- **Set problem**: Reproduce every line of the entries below, requests included, but multiply each coordinate in the answers by 1.9 and round it to a whole number, with halves rounded up. Leave the pictures out.

Dataset entries about object locations
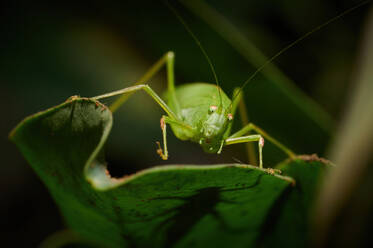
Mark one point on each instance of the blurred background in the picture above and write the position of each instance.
(50, 51)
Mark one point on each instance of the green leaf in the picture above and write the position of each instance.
(165, 206)
(288, 224)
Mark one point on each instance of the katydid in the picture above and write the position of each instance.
(202, 112)
(199, 112)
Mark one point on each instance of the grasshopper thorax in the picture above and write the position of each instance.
(213, 129)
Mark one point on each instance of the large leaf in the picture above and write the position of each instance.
(183, 206)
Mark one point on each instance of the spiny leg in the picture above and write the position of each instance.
(240, 104)
(171, 118)
(167, 120)
(249, 138)
(167, 59)
(251, 126)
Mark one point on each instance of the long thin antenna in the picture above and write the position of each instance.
(296, 42)
(199, 45)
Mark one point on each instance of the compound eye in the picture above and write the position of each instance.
(212, 109)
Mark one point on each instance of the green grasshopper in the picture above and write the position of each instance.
(199, 112)
(202, 112)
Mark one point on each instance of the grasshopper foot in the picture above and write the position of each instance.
(160, 152)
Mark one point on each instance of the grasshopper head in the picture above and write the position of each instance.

- **Result for this exercise**:
Mark one point on each instance of the blurred background in the picture above and write the position of each instance.
(95, 97)
Mark one point on each instance of the green leaf in the picture above and write the position of each instance.
(314, 391)
(547, 426)
Mark one point on each instance of the katydid in the picture above and write the position of each instance.
(384, 213)
(378, 213)
Mark one point on each instance of the grasshopper thorax in the picture above and write the position of each instance.
(405, 245)
Mark one point on each instance of the large leaf in the picture above and write the position of each instance.
(348, 391)
Mark one point on each instance of the spiny leg in the picture above and write the position of each instance.
(456, 198)
(325, 224)
(317, 228)
(473, 262)
(317, 112)
(477, 239)
Mark one point on each instance of the long thin antenna in the picture above and write the position of each instance.
(562, 80)
(378, 86)
Mark one point on each instance of the compound eye in the picture above and write the position of each instance.
(403, 207)
Mark one point on each instance of the green grasshopper in the picture above and write the position of each instance.
(378, 213)
(384, 213)
Mark one point on each instance of the grasshopper foot in the picture above and write the position of each instance.
(304, 289)
Mark one point on each instance of the grasshopper head in the picture above and write the position of each instance.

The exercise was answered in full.